> PAGE EXCERPT
· · · · ·

# What HH books are audio books



## OgreChubbs (Dec 13, 2011)

Hey guys I have a blind friend and he loves horus heresy but basically counts on others for the story info so I figured WTH I will buy him the audio books.

So does anyone know which ones are audio books? Also is Butcher's Nails a audio book?


----------



## Tawa (Jan 10, 2010)

Hope this is of use 

http://www.blacklibrary.com/horus-heresy/audio


----------



## March of Time (Dec 4, 2009)

Abridged Audiobooks

Horus Rising 
False Gods 
Galaxy in Flames 

Unabridged Audiobooks

Flight of the Eisenstein 
A Thousand Sons 
Prospero Burns 
Age of Darkness 
The Outcast Dead 
Deliverance Lost 
Know no Fear 
The Primarchs 
Fear toTread
The Crimson Fist
Prince of Crows
Angel Exterminatus
Betrayer

Audio Dramas

The Dark King 
The Lightning Tower 
Ravens Flight 
Garro: Oath of Moment 
Garro: Legion of One 
Butchers Nails 
Grey Angel 
Burden of Duty
Garro: Sword of Truth 
Warmaster
Fight and fade
Veritas Ferrum
The Sigillite


----------



## revilo44 (Sep 17, 2010)

Thank you also I have been just finished Horus rising and I did not know there were so many Audio books out there


----------

· · · · ·

> AVAILABLE DATA
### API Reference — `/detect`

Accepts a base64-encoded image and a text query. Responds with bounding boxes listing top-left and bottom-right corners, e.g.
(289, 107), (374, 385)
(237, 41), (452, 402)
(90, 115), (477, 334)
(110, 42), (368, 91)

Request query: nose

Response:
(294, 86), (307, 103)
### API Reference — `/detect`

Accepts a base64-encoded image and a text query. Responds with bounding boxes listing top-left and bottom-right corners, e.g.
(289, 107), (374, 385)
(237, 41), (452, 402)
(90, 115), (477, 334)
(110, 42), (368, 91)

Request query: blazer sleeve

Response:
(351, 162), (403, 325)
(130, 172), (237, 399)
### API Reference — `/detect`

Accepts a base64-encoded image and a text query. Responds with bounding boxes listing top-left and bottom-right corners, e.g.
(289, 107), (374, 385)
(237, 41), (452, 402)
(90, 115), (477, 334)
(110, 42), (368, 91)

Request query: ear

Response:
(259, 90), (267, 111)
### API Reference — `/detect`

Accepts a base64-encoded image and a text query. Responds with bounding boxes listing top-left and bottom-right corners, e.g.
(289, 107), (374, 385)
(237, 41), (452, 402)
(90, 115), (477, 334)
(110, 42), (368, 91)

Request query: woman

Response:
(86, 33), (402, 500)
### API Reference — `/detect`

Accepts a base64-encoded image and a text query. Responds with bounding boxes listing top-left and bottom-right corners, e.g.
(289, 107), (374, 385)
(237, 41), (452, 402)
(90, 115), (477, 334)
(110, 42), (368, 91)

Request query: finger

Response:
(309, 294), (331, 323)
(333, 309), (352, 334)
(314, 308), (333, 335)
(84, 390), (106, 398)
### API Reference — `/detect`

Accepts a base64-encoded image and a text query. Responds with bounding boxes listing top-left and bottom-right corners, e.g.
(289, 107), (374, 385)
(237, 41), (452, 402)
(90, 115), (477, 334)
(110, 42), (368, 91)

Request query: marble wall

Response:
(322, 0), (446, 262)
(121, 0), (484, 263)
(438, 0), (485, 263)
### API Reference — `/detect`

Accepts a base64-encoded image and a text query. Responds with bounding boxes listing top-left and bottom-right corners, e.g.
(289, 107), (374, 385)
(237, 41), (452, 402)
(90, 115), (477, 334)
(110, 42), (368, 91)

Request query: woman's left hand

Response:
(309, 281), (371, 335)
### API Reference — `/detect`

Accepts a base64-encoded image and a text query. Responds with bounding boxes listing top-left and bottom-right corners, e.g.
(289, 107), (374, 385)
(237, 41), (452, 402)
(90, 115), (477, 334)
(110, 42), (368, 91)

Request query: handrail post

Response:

· · · · ·

> STATED TASK 1
Please explain in one to three sentences why OgreChubbs, in the Horus Heresy audio book thread, decided to buy audio books.
> STATED TASK 2
In the records, take the lines from the first line up to and including the line with "(130, 172), (237, 399)". Switch "bounding boxes" to "rectangles" and give those lines again with nothing else changed.

> TASK OUTPUT 1
OgreChubbs has a blind friend who loves the Horus Heresy but basically counts on others for the story information. Because of that, OgreChubbs decided to buy him the audio books.

> TASK OUTPUT 2
### API Reference — `/detect`

Accepts a base64-encoded image and a text query. Responds with rectangles listing top-left and bottom-right corners, e.g.
(289, 107), (374, 385)
(237, 41), (452, 402)
(90, 115), (477, 334)
(110, 42), (368, 91)

Request query: nose

Response:
(294, 86), (307, 103)
### API Reference — `/detect`

Accepts a base64-encoded image and a text query. Responds with rectangles listing top-left and bottom-right corners, e.g.
(289, 107), (374, 385)
(237, 41), (452, 402)
(90, 115), (477, 334)
(110, 42), (368, 91)

Request query: blazer sleeve

Response:
(351, 162), (403, 325)
(130, 172), (237, 399)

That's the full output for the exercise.